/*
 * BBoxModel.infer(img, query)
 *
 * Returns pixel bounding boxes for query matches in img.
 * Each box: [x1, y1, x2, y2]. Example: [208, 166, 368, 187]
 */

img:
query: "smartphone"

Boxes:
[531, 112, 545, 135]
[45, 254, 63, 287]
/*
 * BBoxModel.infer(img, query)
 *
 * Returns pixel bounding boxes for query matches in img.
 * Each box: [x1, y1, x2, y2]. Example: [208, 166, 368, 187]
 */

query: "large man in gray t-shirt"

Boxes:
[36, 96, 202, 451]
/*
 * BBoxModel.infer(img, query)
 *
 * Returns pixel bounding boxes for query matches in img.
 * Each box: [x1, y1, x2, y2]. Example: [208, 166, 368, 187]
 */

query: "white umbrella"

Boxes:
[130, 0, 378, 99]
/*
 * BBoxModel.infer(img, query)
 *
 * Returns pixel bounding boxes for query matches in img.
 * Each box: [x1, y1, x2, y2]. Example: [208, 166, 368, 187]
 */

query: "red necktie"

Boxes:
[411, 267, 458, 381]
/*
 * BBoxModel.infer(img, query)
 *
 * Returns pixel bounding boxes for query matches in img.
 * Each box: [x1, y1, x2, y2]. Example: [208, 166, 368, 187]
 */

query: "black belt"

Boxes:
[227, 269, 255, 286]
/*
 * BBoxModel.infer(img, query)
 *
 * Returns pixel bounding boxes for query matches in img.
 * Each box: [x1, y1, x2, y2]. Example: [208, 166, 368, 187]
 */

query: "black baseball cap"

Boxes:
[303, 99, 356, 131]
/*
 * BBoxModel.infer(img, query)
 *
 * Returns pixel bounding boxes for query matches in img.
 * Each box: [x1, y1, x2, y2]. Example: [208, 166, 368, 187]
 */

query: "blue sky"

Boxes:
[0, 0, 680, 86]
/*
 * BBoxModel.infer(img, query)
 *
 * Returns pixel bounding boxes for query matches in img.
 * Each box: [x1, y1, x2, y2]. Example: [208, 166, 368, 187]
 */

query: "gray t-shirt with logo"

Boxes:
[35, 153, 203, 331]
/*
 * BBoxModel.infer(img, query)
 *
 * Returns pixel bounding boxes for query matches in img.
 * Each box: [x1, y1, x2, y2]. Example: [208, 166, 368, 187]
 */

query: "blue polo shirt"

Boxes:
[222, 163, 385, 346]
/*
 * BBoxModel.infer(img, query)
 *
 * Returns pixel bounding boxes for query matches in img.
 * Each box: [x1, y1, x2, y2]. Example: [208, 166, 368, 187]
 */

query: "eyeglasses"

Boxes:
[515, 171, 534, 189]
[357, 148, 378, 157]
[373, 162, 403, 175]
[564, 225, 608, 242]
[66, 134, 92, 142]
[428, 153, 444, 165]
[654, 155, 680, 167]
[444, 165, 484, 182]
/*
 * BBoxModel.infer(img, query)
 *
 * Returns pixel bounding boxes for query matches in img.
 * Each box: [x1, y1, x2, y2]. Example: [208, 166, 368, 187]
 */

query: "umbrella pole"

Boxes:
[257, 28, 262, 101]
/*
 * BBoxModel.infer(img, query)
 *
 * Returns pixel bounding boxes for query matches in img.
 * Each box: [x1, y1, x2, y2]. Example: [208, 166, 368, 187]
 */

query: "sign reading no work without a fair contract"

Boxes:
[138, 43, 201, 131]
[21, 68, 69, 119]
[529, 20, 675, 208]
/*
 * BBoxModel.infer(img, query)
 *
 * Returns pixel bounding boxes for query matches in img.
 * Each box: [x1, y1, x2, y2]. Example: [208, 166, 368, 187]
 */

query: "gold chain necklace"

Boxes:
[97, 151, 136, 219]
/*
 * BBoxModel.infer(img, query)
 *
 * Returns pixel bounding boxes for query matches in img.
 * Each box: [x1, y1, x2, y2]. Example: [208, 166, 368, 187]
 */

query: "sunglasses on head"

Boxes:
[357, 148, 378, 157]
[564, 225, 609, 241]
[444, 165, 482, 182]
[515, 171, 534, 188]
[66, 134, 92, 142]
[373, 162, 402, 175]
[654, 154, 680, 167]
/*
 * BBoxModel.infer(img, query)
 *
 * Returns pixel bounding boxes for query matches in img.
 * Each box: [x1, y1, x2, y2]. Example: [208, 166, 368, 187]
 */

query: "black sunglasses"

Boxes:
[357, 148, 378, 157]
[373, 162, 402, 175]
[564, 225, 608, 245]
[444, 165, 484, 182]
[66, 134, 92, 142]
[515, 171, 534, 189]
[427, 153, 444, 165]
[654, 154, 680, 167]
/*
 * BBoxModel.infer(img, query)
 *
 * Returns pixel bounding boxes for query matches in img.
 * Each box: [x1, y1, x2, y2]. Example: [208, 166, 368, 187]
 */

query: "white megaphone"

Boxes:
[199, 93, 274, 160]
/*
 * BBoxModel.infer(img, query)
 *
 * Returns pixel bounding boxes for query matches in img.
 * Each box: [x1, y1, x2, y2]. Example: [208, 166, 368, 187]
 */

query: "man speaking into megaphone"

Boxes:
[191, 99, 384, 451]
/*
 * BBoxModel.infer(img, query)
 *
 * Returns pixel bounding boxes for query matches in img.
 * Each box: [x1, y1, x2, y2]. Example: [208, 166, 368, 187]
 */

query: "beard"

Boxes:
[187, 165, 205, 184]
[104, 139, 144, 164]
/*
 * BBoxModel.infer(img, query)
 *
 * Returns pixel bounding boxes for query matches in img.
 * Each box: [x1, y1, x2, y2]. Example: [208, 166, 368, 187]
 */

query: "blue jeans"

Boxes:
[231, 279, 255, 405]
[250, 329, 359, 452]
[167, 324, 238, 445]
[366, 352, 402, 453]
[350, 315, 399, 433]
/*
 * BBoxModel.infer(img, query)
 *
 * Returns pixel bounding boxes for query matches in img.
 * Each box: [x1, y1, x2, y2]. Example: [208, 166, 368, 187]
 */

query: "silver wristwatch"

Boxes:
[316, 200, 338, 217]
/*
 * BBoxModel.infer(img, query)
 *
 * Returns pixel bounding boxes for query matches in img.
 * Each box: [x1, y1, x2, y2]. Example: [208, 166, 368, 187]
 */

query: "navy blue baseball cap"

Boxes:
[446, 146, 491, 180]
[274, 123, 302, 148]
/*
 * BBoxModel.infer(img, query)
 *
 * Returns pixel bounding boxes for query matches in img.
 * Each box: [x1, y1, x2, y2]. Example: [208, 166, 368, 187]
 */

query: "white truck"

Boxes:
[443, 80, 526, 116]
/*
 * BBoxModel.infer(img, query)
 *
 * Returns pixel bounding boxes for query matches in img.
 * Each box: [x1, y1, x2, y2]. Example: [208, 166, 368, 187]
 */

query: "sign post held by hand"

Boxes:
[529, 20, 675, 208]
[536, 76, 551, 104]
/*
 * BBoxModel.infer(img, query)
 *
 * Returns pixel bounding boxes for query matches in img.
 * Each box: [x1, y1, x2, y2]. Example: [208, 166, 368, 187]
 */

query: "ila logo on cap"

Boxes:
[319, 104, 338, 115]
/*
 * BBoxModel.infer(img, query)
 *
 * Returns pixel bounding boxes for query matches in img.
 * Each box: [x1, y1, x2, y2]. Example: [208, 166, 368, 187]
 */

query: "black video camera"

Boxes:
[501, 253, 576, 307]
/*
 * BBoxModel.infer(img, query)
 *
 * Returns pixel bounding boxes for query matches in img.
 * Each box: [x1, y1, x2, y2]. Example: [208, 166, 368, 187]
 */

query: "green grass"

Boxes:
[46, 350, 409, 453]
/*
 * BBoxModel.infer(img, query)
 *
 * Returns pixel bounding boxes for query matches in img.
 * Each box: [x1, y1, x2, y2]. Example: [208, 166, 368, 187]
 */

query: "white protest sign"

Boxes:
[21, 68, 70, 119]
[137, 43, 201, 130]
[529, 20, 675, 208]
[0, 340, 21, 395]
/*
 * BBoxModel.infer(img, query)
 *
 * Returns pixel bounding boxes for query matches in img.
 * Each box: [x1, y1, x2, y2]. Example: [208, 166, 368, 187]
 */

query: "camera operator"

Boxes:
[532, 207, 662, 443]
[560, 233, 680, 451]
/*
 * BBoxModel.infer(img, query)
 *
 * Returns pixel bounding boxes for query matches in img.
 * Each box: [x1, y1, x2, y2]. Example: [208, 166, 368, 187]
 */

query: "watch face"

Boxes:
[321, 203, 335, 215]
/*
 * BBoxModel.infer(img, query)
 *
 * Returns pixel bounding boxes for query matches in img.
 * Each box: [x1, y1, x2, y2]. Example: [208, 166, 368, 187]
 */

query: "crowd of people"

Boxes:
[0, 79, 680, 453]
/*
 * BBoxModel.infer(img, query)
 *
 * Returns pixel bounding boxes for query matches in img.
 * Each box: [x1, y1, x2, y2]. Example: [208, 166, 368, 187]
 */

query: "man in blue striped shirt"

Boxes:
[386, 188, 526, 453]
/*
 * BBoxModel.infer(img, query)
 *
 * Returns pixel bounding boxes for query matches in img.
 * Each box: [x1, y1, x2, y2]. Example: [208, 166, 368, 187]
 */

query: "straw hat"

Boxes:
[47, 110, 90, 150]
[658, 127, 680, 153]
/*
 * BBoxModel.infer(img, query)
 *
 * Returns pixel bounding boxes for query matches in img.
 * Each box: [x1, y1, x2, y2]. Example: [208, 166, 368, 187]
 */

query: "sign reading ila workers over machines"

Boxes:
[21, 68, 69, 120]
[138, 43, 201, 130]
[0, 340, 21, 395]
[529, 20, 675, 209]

____________________

- **AIM OF THE EXERCISE**
Return the records above, from their first line through the line containing "[222, 163, 385, 346]", as a JSON list of strings with one string per line and blank lines omitted.

- **SOLUTION FOR THIS EXERCISE**
[
  "/*",
  " * BBoxModel.infer(img, query)",
  " *",
  " * Returns pixel bounding boxes for query matches in img.",
  " * Each box: [x1, y1, x2, y2]. Example: [208, 166, 368, 187]",
  " */",
  "img:",
  "query: \"smartphone\"",
  "Boxes:",
  "[531, 112, 545, 135]",
  "[45, 254, 63, 287]",
  "/*",
  " * BBoxModel.infer(img, query)",
  " *",
  " * Returns pixel bounding boxes for query matches in img.",
  " * Each box: [x1, y1, x2, y2]. Example: [208, 166, 368, 187]",
  " */",
  "query: \"large man in gray t-shirt\"",
  "Boxes:",
  "[36, 96, 202, 451]",
  "/*",
  " * BBoxModel.infer(img, query)",
  " *",
  " * Returns pixel bounding boxes for query matches in img.",
  " * Each box: [x1, y1, x2, y2]. Example: [208, 166, 368, 187]",
  " */",
  "query: \"white umbrella\"",
  "Boxes:",
  "[130, 0, 378, 99]",
  "/*",
  " * BBoxModel.infer(img, query)",
  " *",
  " * Returns pixel bounding boxes for query matches in img.",
  " * Each box: [x1, y1, x2, y2]. Example: [208, 166, 368, 187]",
  " */",
  "query: \"red necktie\"",
  "Boxes:",
  "[411, 267, 458, 381]",
  "/*",
  " * BBoxModel.infer(img, query)",
  " *",
  " * Returns pixel bounding boxes for query matches in img.",
  " * Each box: [x1, y1, x2, y2]. Example: [208, 166, 368, 187]",
  " */",
  "query: \"black belt\"",
  "Boxes:",
  "[227, 269, 255, 286]",
  "/*",
  " * BBoxModel.infer(img, query)",
  " *",
  " * Returns pixel bounding boxes for query matches in img.",
  " * Each box: [x1, y1, x2, y2]. Example: [208, 166, 368, 187]",
  " */",
  "query: \"black baseball cap\"",
  "Boxes:",
  "[303, 99, 356, 131]",
  "/*",
  " * BBoxModel.infer(img, query)",
  " *",
  " * Returns pixel bounding boxes for query matches in img.",
  " * Each box: [x1, y1, x2, y2]. Example: [208, 166, 368, 187]",
  " */",
  "query: \"blue sky\"",
  "Boxes:",
  "[0, 0, 680, 86]",
  "/*",
  " * BBoxModel.infer(img, query)",
  " *",
  " * Returns pixel bounding boxes for query matches in img.",
  " * Each box: [x1, y1, x2, y2]. Example: [208, 166, 368, 187]",
  " */",
  "query: \"gray t-shirt with logo\"",
  "Boxes:",
  "[35, 153, 203, 331]",
  "/*",
  " * BBoxModel.infer(img, query)",
  " *",
  " * Returns pixel bounding boxes for query matches in img.",
  " * Each box: [x1, y1, x2, y2]. Example: [208, 166, 368, 187]",
  " */",
  "query: \"blue polo shirt\"",
  "Boxes:",
  "[222, 163, 385, 346]"
]